**Aufgabe**
Gib die Zeilen von der Zeile mit „task | place a point on the light“ bis einschließlich der Zeile mit „x=115, y=59“ unverändert aus.

**Übungsdaten**
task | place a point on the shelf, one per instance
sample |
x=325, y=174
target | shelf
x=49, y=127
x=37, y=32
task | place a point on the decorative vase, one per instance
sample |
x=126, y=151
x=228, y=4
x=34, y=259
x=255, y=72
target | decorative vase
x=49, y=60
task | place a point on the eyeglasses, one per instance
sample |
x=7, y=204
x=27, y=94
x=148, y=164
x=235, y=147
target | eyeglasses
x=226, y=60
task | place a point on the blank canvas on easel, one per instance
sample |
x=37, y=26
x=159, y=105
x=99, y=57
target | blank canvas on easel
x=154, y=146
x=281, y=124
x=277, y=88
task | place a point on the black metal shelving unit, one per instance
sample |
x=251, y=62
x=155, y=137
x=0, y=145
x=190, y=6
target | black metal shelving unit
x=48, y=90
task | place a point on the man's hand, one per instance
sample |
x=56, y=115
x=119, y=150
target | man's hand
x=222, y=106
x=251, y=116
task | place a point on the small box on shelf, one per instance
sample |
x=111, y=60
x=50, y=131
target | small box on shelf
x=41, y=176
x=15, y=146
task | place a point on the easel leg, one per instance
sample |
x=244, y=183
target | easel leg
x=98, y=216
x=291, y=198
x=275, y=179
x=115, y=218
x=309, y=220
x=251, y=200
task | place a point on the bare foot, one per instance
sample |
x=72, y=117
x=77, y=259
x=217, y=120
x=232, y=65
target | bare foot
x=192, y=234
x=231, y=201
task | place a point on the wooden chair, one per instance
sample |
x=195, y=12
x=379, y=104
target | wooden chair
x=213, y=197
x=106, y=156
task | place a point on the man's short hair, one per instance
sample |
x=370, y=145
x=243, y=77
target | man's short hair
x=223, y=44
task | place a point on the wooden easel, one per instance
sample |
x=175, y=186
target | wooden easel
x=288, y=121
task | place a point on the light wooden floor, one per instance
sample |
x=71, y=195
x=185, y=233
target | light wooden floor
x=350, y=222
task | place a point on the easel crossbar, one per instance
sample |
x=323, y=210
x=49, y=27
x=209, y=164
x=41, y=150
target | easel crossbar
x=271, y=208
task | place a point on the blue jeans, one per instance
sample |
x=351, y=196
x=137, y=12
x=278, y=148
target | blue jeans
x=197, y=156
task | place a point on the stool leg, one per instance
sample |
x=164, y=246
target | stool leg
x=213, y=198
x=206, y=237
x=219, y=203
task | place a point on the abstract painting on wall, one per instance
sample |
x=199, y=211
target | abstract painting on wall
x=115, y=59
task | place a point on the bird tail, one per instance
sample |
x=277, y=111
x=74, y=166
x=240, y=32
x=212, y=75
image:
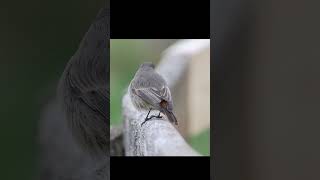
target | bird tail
x=172, y=118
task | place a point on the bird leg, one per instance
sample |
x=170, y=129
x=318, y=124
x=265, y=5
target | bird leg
x=159, y=116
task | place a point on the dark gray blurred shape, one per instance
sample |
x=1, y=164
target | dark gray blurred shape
x=74, y=133
x=266, y=90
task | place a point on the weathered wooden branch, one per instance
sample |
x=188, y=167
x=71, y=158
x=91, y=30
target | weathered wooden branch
x=158, y=137
x=116, y=141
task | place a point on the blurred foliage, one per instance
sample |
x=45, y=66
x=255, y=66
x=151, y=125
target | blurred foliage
x=200, y=142
x=125, y=58
x=37, y=40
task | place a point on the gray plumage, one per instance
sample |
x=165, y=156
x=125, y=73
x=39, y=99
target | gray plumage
x=149, y=90
x=84, y=90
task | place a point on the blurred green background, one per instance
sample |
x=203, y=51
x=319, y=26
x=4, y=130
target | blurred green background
x=125, y=58
x=37, y=40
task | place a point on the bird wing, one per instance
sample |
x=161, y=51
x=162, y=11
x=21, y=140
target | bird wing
x=154, y=96
x=97, y=100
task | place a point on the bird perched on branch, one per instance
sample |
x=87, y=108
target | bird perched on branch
x=148, y=90
x=84, y=89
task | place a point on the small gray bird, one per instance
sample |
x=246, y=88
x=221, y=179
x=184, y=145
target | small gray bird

**Ausgabe**
task | place a point on the light wooden floor, one per instance
sample |
x=71, y=195
x=185, y=233
target | light wooden floor
x=350, y=222
task | place a point on the easel crossbar, one per instance
sample |
x=323, y=210
x=49, y=27
x=209, y=164
x=41, y=150
target | easel crossbar
x=271, y=208
task | place a point on the blue jeans, one per instance
sample |
x=351, y=196
x=137, y=12
x=278, y=148
target | blue jeans
x=197, y=156
task | place a point on the stool leg, one per instance
sample |
x=164, y=246
target | stool leg
x=213, y=198
x=206, y=237
x=219, y=203
task | place a point on the abstract painting on wall, one per instance
sample |
x=199, y=211
target | abstract painting on wall
x=115, y=59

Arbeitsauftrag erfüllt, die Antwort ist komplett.